WRITTEN TASK A → In the post on brands and sustainability, what is the title of Guy Champniss's post on the Environmental Leader website?
WRITTEN TASK B → Copy out the entries from their first line through the line with "left=0, top=276, right=770, bottom=416", both ends included, and leave out the pictures.

EXCERPT TO READ →

7.192011

sustainability: what’s a brand got to do with it?

There’s been a really provocative and passionate debate going on over at the Environmental Leader website about sustainability. It’s challenged me to think about brands, social capital, and sustainability in new ways and so I wanted to share some of my insights with you.

It all started with a post by Guy Champniss, an independent strategy and brand consultant, and Managing Director of Meltwater Consulting, a brand strategy agency focused on sustainability and prosocial consumer behavior. He’s also co-author of the new book “Brand Valued: How Socially Valued Brands Hold the Key to a Sustainable Future and Business Success,” on which the post is based.

The title of the post, “Progressive Brands Should Turn Their Backs on Sustainability,” certainly was an attention-getter. But in truth, the point Guy makes doesn’t seem that radical.

Essentially Guy believes, “Brands have taken a wrong turn: that rather than remaining slavishly devoted to reporting sustainability, brands have a far more important – a far more exciting – role to play in helping us all move towards becoming more sustainable in our lifestyles.” [emphasis mine here and elsewhere in this post]

He goes onto explain that brands are made to build social capital (defined as “the stocks of dialogue, shared thinking and trust that swirls around us, whether it’s in our families, at work, in the community, or across the country.”) And as such, “brands have the opportunity to both nudge their corporate guardians closer to a long-term and durable competitive advantage, and us all towards more sustainable and fulfilling lifestyles.

RECORDS FOR THE TASK →
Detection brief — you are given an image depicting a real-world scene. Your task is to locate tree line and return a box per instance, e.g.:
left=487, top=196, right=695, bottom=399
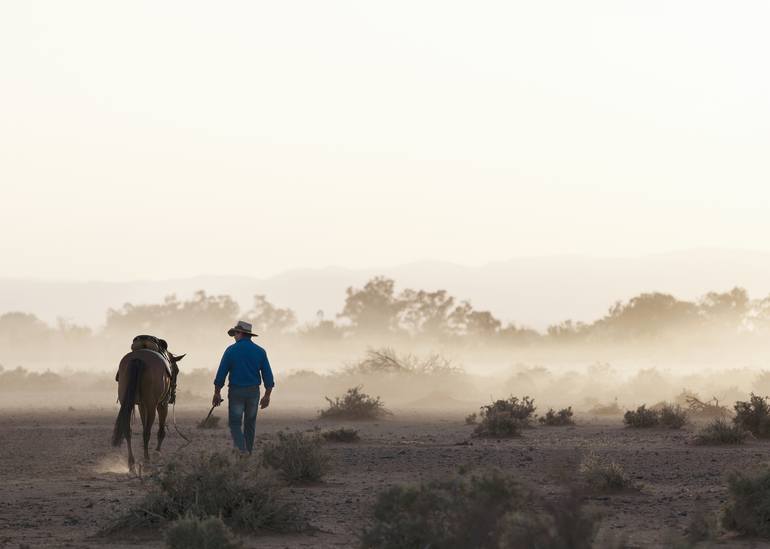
left=0, top=277, right=770, bottom=349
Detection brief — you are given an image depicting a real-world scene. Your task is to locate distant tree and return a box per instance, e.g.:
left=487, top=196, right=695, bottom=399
left=698, top=287, right=751, bottom=330
left=591, top=293, right=701, bottom=339
left=547, top=320, right=591, bottom=343
left=299, top=309, right=344, bottom=341
left=398, top=289, right=455, bottom=337
left=499, top=323, right=543, bottom=345
left=448, top=301, right=502, bottom=337
left=338, top=276, right=403, bottom=333
left=246, top=295, right=297, bottom=333
left=105, top=290, right=238, bottom=344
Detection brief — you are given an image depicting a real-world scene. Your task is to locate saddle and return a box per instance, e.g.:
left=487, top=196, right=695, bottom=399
left=115, top=335, right=179, bottom=404
left=131, top=335, right=175, bottom=379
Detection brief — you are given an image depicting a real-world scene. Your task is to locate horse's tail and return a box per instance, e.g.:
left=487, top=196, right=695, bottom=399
left=112, top=358, right=144, bottom=446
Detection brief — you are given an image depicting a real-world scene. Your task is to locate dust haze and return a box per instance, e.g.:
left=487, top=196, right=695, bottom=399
left=0, top=276, right=770, bottom=416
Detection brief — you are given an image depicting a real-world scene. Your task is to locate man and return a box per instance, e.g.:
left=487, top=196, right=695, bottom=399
left=211, top=320, right=275, bottom=454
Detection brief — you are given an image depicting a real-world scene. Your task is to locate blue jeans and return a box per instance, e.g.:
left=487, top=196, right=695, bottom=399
left=227, top=385, right=259, bottom=453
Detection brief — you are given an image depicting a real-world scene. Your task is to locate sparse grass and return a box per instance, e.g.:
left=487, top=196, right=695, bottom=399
left=166, top=515, right=240, bottom=549
left=538, top=406, right=575, bottom=427
left=733, top=393, right=770, bottom=438
left=361, top=471, right=597, bottom=549
left=722, top=467, right=770, bottom=539
left=198, top=416, right=219, bottom=429
left=579, top=453, right=639, bottom=493
left=321, top=427, right=361, bottom=442
left=318, top=386, right=390, bottom=420
left=695, top=419, right=749, bottom=446
left=104, top=452, right=304, bottom=533
left=659, top=403, right=687, bottom=429
left=262, top=431, right=331, bottom=484
left=473, top=396, right=536, bottom=437
left=623, top=404, right=660, bottom=428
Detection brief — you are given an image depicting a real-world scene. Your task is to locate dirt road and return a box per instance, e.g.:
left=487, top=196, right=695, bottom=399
left=0, top=408, right=770, bottom=548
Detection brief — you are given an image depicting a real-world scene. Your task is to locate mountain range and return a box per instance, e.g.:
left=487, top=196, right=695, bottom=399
left=0, top=249, right=770, bottom=330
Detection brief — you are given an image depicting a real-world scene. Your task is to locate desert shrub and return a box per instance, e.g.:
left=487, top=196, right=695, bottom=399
left=579, top=453, right=639, bottom=493
left=695, top=419, right=748, bottom=446
left=318, top=386, right=390, bottom=420
left=733, top=393, right=770, bottom=438
left=674, top=391, right=730, bottom=419
left=106, top=452, right=303, bottom=532
left=498, top=492, right=596, bottom=549
left=658, top=403, right=687, bottom=429
left=588, top=400, right=623, bottom=416
left=473, top=396, right=535, bottom=437
left=361, top=471, right=596, bottom=549
left=343, top=347, right=463, bottom=375
left=166, top=515, right=239, bottom=549
left=198, top=416, right=219, bottom=429
left=538, top=406, right=575, bottom=426
left=623, top=404, right=660, bottom=428
left=321, top=427, right=361, bottom=442
left=722, top=467, right=770, bottom=539
left=262, top=431, right=331, bottom=483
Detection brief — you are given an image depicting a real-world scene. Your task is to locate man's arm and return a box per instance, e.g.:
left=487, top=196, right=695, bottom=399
left=259, top=351, right=275, bottom=409
left=211, top=349, right=230, bottom=406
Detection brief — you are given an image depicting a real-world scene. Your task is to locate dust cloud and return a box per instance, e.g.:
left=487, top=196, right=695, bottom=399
left=0, top=277, right=770, bottom=415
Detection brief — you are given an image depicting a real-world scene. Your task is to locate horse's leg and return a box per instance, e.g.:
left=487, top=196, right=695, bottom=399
left=125, top=414, right=136, bottom=473
left=143, top=405, right=155, bottom=463
left=156, top=404, right=168, bottom=452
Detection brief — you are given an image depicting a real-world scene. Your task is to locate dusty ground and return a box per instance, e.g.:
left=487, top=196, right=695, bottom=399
left=0, top=408, right=770, bottom=548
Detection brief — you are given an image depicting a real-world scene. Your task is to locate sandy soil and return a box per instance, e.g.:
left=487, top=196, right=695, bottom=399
left=0, top=408, right=770, bottom=548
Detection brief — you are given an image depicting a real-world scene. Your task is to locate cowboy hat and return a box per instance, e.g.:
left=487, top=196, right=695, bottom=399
left=227, top=320, right=259, bottom=337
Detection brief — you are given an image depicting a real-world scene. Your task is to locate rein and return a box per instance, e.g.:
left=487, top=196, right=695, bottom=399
left=171, top=402, right=192, bottom=446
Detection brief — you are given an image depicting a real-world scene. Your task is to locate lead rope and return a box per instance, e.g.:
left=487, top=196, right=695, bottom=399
left=171, top=402, right=192, bottom=448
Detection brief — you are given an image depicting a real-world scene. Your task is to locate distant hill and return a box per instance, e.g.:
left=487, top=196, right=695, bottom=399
left=0, top=250, right=770, bottom=329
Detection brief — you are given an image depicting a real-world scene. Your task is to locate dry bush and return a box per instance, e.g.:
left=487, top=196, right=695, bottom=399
left=623, top=404, right=660, bottom=428
left=343, top=347, right=464, bottom=376
left=198, top=416, right=219, bottom=429
left=674, top=390, right=730, bottom=419
left=588, top=400, right=623, bottom=416
left=473, top=396, right=536, bottom=437
left=105, top=452, right=304, bottom=533
left=722, top=467, right=770, bottom=539
left=318, top=386, right=390, bottom=420
left=538, top=406, right=575, bottom=427
left=658, top=403, right=687, bottom=429
left=321, top=427, right=361, bottom=442
left=361, top=471, right=598, bottom=549
left=579, top=453, right=639, bottom=493
left=733, top=393, right=770, bottom=438
left=166, top=515, right=240, bottom=549
left=695, top=419, right=749, bottom=446
left=262, top=431, right=331, bottom=484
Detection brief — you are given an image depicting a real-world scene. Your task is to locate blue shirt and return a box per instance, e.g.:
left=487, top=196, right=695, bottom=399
left=214, top=338, right=275, bottom=388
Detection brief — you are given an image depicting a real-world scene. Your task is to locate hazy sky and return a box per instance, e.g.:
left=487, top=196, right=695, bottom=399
left=0, top=0, right=770, bottom=279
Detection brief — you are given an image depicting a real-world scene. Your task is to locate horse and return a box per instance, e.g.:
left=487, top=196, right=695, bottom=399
left=112, top=349, right=185, bottom=472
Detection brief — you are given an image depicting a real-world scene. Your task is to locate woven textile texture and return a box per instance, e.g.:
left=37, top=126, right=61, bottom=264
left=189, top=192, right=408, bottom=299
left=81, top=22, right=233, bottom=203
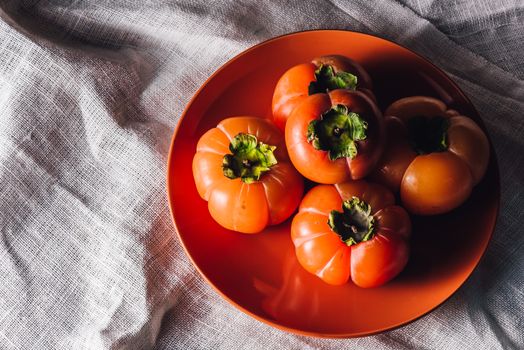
left=0, top=0, right=524, bottom=350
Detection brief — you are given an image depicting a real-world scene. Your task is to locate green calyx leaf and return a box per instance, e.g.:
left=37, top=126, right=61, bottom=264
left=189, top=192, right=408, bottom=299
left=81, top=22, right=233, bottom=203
left=222, top=133, right=278, bottom=184
left=407, top=116, right=449, bottom=154
left=307, top=105, right=368, bottom=160
left=308, top=64, right=357, bottom=95
left=328, top=197, right=375, bottom=246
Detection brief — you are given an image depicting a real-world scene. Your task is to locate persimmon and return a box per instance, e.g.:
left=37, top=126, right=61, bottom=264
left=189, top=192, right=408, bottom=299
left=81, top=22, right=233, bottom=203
left=291, top=180, right=411, bottom=288
left=193, top=116, right=304, bottom=233
left=372, top=96, right=490, bottom=215
left=272, top=55, right=375, bottom=130
left=286, top=89, right=385, bottom=184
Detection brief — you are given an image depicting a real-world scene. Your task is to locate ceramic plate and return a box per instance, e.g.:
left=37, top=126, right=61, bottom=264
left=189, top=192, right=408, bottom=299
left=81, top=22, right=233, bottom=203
left=167, top=30, right=500, bottom=337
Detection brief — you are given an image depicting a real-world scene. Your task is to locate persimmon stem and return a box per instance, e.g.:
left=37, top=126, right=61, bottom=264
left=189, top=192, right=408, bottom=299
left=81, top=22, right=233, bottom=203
left=328, top=197, right=375, bottom=246
left=406, top=116, right=449, bottom=154
left=307, top=105, right=368, bottom=160
left=222, top=133, right=278, bottom=184
left=308, top=64, right=357, bottom=95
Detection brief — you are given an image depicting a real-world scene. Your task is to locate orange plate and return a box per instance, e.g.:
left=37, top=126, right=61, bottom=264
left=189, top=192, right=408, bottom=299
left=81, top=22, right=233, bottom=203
left=167, top=30, right=500, bottom=337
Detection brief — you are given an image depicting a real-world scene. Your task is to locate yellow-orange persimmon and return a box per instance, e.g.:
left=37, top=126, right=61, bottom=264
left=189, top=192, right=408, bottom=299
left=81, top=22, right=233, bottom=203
left=291, top=180, right=411, bottom=287
left=373, top=96, right=490, bottom=215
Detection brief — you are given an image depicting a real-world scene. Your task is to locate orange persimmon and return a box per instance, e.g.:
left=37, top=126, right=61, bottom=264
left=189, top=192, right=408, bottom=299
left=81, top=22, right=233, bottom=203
left=291, top=180, right=411, bottom=287
left=193, top=116, right=304, bottom=233
left=272, top=55, right=375, bottom=130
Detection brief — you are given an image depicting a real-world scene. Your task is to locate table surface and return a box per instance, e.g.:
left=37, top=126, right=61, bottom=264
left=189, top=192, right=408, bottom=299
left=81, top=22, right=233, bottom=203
left=0, top=0, right=524, bottom=350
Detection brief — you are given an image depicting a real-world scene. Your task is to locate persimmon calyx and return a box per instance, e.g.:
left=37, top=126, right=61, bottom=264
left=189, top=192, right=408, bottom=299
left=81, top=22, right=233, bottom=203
left=406, top=116, right=449, bottom=154
left=328, top=197, right=375, bottom=246
left=308, top=64, right=357, bottom=95
left=222, top=133, right=278, bottom=184
left=307, top=105, right=368, bottom=160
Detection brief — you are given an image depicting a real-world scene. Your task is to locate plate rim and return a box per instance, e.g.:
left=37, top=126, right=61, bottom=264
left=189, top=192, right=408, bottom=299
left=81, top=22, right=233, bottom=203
left=166, top=29, right=501, bottom=339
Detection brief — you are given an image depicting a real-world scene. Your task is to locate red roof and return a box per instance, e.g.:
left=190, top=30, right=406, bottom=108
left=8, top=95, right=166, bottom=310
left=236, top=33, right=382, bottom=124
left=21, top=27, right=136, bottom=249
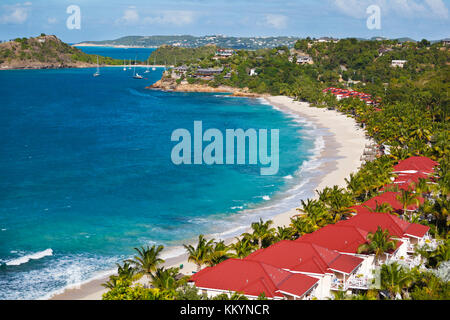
left=246, top=240, right=363, bottom=274
left=380, top=183, right=414, bottom=191
left=394, top=172, right=430, bottom=183
left=349, top=206, right=372, bottom=214
left=339, top=212, right=410, bottom=238
left=394, top=157, right=439, bottom=173
left=189, top=259, right=319, bottom=298
left=297, top=223, right=368, bottom=253
left=362, top=192, right=425, bottom=211
left=405, top=223, right=430, bottom=238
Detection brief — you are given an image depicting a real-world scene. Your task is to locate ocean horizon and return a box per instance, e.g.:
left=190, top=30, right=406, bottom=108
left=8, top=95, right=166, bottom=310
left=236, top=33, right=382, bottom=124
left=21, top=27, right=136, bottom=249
left=0, top=49, right=327, bottom=299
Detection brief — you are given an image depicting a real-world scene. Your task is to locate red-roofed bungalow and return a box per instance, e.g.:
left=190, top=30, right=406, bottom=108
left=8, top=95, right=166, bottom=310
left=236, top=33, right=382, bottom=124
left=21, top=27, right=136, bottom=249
left=189, top=259, right=319, bottom=300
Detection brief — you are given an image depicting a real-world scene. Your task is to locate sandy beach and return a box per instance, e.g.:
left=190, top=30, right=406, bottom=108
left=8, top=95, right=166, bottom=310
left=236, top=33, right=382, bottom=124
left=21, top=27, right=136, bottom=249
left=51, top=96, right=370, bottom=300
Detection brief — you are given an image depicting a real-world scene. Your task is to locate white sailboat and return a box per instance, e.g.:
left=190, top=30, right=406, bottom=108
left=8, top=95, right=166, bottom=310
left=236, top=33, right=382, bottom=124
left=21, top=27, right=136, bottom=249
left=144, top=59, right=150, bottom=73
left=94, top=56, right=100, bottom=77
left=133, top=58, right=144, bottom=80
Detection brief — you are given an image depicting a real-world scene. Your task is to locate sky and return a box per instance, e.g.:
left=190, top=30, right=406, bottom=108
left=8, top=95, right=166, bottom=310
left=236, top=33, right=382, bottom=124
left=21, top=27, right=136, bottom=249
left=0, top=0, right=450, bottom=43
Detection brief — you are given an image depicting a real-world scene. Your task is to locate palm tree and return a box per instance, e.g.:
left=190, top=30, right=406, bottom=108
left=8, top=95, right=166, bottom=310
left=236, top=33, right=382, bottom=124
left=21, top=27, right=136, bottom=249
left=206, top=241, right=230, bottom=267
left=414, top=178, right=431, bottom=197
left=397, top=190, right=419, bottom=216
left=183, top=234, right=214, bottom=272
left=380, top=262, right=413, bottom=297
left=252, top=219, right=275, bottom=249
left=365, top=200, right=394, bottom=213
left=126, top=245, right=164, bottom=276
left=230, top=237, right=257, bottom=259
left=358, top=227, right=397, bottom=263
left=275, top=227, right=295, bottom=241
left=290, top=216, right=320, bottom=236
left=151, top=267, right=185, bottom=292
left=116, top=261, right=136, bottom=280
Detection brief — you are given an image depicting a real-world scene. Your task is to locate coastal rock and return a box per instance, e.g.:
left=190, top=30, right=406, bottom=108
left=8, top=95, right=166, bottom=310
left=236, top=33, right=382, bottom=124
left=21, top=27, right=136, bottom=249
left=146, top=78, right=266, bottom=98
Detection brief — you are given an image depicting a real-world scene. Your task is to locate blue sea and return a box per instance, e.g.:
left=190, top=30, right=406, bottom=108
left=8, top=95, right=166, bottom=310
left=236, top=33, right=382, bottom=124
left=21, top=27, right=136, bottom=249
left=0, top=51, right=326, bottom=299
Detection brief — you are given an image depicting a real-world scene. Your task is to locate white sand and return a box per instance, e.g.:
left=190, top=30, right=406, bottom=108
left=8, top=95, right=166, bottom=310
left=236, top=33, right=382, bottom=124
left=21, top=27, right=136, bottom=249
left=52, top=96, right=370, bottom=300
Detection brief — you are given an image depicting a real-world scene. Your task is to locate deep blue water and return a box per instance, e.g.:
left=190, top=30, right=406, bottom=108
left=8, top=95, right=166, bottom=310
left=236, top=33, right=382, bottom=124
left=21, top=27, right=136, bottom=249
left=77, top=47, right=156, bottom=64
left=0, top=68, right=324, bottom=299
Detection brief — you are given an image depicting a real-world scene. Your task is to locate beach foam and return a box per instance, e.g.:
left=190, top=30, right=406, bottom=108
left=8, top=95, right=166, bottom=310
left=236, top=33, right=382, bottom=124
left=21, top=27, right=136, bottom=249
left=5, top=249, right=53, bottom=266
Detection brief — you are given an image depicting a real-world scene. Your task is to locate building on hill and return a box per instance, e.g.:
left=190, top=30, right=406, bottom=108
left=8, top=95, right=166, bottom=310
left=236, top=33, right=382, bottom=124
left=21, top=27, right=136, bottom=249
left=194, top=68, right=224, bottom=80
left=391, top=60, right=408, bottom=68
left=297, top=56, right=314, bottom=65
left=214, top=49, right=236, bottom=59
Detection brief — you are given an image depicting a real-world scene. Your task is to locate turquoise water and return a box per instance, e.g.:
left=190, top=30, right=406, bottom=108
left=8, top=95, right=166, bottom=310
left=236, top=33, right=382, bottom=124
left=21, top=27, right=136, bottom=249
left=0, top=68, right=321, bottom=299
left=77, top=47, right=156, bottom=63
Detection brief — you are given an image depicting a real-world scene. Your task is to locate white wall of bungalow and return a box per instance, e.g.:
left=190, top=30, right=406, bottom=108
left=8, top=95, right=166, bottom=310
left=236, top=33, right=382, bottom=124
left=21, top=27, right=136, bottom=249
left=188, top=282, right=318, bottom=300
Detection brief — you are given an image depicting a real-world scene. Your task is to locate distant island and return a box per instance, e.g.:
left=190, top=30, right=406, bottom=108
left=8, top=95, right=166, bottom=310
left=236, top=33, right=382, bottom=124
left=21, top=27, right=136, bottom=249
left=0, top=34, right=123, bottom=70
left=74, top=35, right=441, bottom=50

RESPONSE A → “Progressive Brands Should Turn Their Backs on Sustainability.”

RESPONSE B →
Detection brief — you are given an image depicting a real-world scene. Your task is to locate tree line and return a box per instance, e.g.:
left=487, top=196, right=695, bottom=399
left=0, top=277, right=770, bottom=349
Detection brief — you are given an image depicting a real-world scene. Your task is to locate distant tree and return a box per instance, e.g.:
left=487, top=196, right=695, bottom=399
left=698, top=287, right=751, bottom=330
left=591, top=293, right=701, bottom=339
left=547, top=320, right=591, bottom=343
left=299, top=309, right=344, bottom=341
left=398, top=289, right=455, bottom=337
left=499, top=323, right=543, bottom=345
left=448, top=301, right=502, bottom=337
left=338, top=276, right=403, bottom=333
left=246, top=295, right=297, bottom=333
left=105, top=290, right=238, bottom=344
Detection brief — you are given an image depicting a real-world scene. Your task is to locate saddle and return a box per instance, e.g.:
left=487, top=196, right=695, bottom=399
left=115, top=335, right=179, bottom=404
left=131, top=335, right=175, bottom=379
Detection brief — you are given an image depicting a real-world scene. Your task is to locate horse's tail and return a box per instance, e.g.:
left=487, top=196, right=695, bottom=399
left=112, top=358, right=144, bottom=446
Detection brief — you are given an image depicting a real-world scene. Your task is to locate dust haze and return a box per instance, e.g.:
left=487, top=196, right=695, bottom=399
left=0, top=276, right=770, bottom=416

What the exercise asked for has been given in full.